◆ **EXERCISE DETAILS**
Return exactly the lines below, starting with the one that has "superstructure, one line per instance." and going on through the one that has "Target: distant building".

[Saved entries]
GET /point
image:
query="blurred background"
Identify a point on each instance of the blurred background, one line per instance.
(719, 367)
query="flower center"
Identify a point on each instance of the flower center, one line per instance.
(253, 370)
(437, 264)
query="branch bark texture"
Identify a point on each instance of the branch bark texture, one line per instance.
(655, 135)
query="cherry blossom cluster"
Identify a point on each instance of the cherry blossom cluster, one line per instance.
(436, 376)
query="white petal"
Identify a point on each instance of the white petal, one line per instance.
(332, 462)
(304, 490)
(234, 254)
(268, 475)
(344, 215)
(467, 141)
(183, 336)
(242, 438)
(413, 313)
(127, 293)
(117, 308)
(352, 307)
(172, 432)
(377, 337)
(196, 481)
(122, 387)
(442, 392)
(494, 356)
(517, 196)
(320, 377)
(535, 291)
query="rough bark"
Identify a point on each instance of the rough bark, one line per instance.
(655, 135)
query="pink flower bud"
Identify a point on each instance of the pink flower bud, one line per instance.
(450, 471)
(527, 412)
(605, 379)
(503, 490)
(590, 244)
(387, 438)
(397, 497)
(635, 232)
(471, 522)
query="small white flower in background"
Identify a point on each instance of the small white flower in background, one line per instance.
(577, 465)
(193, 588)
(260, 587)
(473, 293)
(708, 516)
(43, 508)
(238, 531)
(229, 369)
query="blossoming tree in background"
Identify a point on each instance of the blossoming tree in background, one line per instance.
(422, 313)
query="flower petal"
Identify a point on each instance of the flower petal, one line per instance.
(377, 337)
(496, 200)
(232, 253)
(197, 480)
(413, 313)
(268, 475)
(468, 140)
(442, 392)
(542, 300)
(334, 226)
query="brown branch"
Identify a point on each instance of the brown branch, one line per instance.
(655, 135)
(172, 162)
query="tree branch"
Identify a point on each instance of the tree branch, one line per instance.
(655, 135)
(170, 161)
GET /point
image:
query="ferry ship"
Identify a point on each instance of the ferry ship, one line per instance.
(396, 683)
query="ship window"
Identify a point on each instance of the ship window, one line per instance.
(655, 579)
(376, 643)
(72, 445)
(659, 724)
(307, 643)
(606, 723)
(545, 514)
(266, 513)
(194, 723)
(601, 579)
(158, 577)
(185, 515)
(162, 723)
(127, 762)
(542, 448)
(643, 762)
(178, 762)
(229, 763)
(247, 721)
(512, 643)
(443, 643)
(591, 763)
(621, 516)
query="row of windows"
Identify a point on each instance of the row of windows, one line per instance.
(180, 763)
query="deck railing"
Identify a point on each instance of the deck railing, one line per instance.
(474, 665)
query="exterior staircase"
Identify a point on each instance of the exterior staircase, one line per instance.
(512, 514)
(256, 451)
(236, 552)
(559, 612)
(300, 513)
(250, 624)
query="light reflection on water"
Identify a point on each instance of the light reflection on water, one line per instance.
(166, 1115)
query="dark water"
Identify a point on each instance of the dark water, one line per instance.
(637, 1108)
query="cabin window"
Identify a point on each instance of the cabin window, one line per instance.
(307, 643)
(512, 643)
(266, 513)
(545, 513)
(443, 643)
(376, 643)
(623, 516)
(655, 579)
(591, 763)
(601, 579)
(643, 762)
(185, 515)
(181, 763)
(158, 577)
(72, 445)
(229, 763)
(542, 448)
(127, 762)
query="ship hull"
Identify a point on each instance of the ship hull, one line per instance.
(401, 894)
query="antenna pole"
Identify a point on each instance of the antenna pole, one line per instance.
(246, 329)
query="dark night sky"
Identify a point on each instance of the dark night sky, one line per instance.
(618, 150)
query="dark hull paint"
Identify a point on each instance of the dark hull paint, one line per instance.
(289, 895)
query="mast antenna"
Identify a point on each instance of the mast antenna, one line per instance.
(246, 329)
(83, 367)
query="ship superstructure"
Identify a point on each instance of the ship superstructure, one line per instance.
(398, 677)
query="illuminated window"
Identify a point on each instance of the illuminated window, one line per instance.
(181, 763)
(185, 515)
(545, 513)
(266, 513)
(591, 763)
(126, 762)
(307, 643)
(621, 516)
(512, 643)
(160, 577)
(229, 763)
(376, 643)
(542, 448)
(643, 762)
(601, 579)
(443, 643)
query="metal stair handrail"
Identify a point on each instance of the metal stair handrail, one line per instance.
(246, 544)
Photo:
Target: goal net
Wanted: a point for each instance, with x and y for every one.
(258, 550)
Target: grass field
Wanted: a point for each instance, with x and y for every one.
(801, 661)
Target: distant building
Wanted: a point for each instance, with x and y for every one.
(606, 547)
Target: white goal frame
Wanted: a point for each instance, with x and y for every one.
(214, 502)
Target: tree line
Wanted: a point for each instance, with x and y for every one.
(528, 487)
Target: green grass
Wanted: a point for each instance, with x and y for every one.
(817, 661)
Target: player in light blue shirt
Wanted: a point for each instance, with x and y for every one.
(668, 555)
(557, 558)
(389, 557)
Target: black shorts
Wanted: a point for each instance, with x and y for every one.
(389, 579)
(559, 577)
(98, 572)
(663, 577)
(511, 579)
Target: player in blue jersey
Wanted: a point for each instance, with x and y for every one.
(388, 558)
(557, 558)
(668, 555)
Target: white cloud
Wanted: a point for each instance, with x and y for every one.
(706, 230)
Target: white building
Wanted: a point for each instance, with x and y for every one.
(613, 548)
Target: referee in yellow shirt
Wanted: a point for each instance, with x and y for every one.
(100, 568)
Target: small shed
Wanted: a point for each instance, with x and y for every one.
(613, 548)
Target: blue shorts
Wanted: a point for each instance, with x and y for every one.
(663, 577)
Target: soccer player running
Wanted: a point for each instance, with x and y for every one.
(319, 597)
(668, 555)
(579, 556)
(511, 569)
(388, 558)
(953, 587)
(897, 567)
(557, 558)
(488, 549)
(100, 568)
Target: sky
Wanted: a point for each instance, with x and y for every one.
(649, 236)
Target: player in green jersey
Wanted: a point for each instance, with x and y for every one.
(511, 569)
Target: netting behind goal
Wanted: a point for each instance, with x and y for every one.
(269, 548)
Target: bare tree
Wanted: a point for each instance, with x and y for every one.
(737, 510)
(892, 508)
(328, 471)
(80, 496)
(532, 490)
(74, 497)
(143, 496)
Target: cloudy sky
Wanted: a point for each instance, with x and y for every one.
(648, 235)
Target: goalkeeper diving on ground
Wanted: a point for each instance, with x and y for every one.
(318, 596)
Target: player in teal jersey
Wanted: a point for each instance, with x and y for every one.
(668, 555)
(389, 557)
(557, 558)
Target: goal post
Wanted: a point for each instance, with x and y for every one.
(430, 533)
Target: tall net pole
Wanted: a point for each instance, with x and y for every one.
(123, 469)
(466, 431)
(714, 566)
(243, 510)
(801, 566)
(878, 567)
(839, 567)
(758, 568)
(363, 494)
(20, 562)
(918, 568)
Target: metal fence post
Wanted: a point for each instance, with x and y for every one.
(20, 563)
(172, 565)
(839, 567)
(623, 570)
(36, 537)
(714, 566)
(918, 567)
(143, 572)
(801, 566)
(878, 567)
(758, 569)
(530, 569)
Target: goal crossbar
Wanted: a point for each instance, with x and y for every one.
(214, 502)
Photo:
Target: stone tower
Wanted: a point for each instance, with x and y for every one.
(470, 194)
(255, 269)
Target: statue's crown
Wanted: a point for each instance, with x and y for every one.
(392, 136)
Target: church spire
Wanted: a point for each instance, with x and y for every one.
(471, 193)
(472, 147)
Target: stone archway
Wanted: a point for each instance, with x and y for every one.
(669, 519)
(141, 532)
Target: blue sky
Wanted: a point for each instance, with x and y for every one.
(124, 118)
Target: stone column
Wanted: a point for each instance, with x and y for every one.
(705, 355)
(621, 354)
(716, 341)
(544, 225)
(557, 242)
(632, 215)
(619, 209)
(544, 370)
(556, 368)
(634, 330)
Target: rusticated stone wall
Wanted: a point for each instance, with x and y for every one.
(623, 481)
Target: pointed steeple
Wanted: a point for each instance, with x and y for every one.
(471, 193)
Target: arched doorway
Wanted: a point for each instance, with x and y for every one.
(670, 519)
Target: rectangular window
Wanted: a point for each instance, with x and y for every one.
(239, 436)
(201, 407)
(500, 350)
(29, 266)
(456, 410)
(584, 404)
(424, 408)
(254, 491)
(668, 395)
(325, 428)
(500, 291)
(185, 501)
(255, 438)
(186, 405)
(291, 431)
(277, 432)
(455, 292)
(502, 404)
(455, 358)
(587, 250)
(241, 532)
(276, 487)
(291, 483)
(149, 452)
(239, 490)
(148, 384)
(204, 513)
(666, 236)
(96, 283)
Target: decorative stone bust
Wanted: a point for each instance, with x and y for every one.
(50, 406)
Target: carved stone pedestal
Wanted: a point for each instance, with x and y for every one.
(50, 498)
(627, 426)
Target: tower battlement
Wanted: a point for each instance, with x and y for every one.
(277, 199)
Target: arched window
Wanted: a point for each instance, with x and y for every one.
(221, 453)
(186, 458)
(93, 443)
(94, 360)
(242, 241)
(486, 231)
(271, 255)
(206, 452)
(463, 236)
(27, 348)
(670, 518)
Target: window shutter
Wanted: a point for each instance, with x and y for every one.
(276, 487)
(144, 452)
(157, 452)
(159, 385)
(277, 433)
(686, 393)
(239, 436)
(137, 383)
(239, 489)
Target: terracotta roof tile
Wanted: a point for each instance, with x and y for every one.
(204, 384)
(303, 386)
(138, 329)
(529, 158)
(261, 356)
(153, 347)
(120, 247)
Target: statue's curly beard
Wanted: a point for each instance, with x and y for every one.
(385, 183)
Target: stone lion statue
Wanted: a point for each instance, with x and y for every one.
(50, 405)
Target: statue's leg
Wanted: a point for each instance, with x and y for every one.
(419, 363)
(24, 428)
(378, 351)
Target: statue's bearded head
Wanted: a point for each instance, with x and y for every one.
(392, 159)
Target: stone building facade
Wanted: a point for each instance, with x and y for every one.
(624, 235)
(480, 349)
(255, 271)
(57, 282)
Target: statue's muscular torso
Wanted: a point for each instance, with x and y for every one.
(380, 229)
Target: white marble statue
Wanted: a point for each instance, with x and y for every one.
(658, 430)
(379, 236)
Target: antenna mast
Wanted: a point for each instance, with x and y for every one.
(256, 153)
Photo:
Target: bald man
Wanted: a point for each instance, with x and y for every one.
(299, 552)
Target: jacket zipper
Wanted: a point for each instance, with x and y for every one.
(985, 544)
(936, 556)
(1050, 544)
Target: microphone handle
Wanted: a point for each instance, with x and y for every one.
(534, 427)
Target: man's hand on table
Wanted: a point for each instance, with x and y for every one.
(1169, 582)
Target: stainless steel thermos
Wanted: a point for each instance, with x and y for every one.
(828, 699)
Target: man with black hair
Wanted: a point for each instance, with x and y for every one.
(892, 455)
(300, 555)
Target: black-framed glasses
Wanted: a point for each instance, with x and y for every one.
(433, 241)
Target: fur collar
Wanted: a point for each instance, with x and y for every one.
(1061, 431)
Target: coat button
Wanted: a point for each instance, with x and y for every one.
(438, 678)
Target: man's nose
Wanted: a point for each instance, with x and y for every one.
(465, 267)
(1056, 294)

◆ **RESPONSE FOR THIS EXERCISE**
Identify a point on each instance of the ship superstructure, one line per instance.
(398, 677)
query="illuminated window"
Identify a point on each instance of the illuminated window, one line per instance.
(181, 763)
(185, 515)
(545, 513)
(266, 513)
(591, 763)
(126, 762)
(307, 643)
(621, 516)
(512, 643)
(160, 577)
(229, 763)
(376, 643)
(542, 448)
(643, 762)
(601, 579)
(443, 643)
query="metal stair handrail"
Identify a point on each instance of the metal stair handrail, one line per instance.
(246, 544)
Photo:
Target: goal net
Wanted: a point for each instance, with x and y for every one.
(258, 550)
Target: grass field
Wanted: a point for each instance, with x and y for every one.
(801, 661)
Target: distant building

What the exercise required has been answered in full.